▶ [Défis]:
1. D'après l'article sur le débat entre Zemmour et Mélenchon, combien de temps ce débat a-t-il duré ?
2. Poursuivez l'article sur le débat entre Zemmour et Mélenchon à la suite de sa dernière phrase.

▶ [Article]:
- - -

Jean-Luc Mélenchon et Eric Zemmour ont débattu hier soir pendant deux heures


Le Z et l’hologramme
De gauche à droite: Jean-Luc Mélenchon, Maxime Switek, Aurélie Casse et Eric Zemmour, le 23 septembre 2021 © Bertrand Guay/AP/SIPA Numéro de reportage : AP22608460_000001

Le débat télévisé opposant Eric Zemmour à Jean-Luc Mélenchon a permis aux téléspectateurs de prendre connaissance de deux projets pour la France antinomiques. Malgré un fact-checking journalistique douteux, l’auteur de La France n’a pas dit son dernier mot a enchaîné les démonstrations convaincantes. S’il se présente à l’élection présidentielle, il sera un candidat redoutable.


Difficile de résumer fidèlement en quelques lignes deux heures d’affrontement verbal. Plutôt qu’une liste à la Prévert de sujets abordés et de citations plus ou moins percutantes, voici donc une vision d’ensemble de ce qui est, d’une manière ou d’une autre, le premier véritable débat de la campagne présidentielle.

- - -

▶ [Partie des données]:
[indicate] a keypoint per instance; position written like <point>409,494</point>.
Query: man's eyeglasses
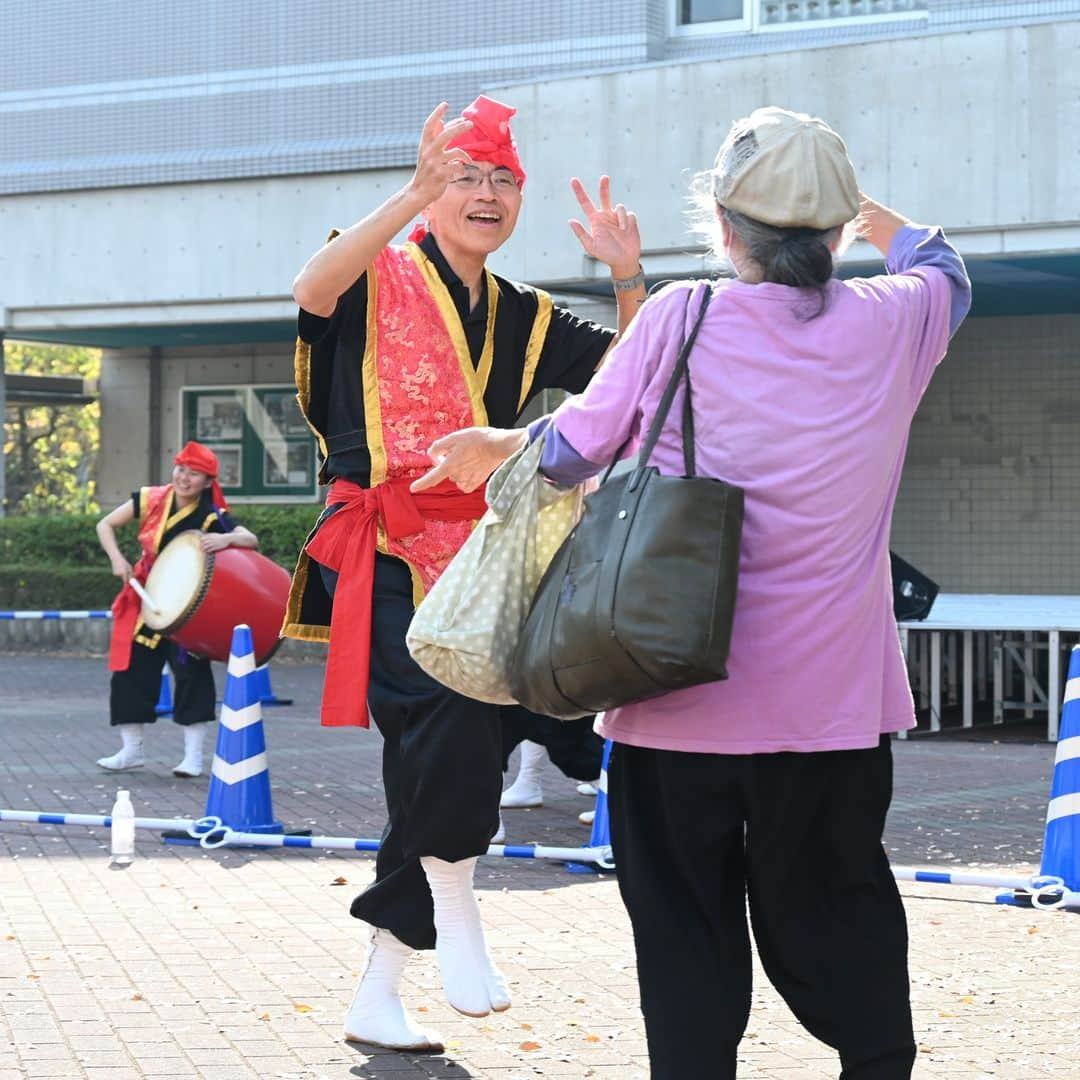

- - -

▶ [Réponses écrites]:
1. Deux heures.

2.
Une opposition claire, frontale, assumée

Les deux hommes ont en commun d’avoir identifié un problème à leurs yeux majeur, une menace existentielle pesant sur la France, et d’organiser tout leur projet politique autour d’un impératif absolu : faire face à cette menace. La submersion migratoire et islamique pour Eric Zemmour, la submersion par la montée des eaux pour Jean-Luc Mélenchon.

Ils ont aussi en commun d’avoir chacun « une certaine idée de la France » qui ne se réduit pas à une approche gestionnaire et comptable, quoi que ces idées soient radicalement différentes. La France éternelle pour Zemmour, la République née en 1789 pour Mélenchon. En découlent l’éloge de l’assimilation par Zemmour, et celui de la créolisation par Mélenchon.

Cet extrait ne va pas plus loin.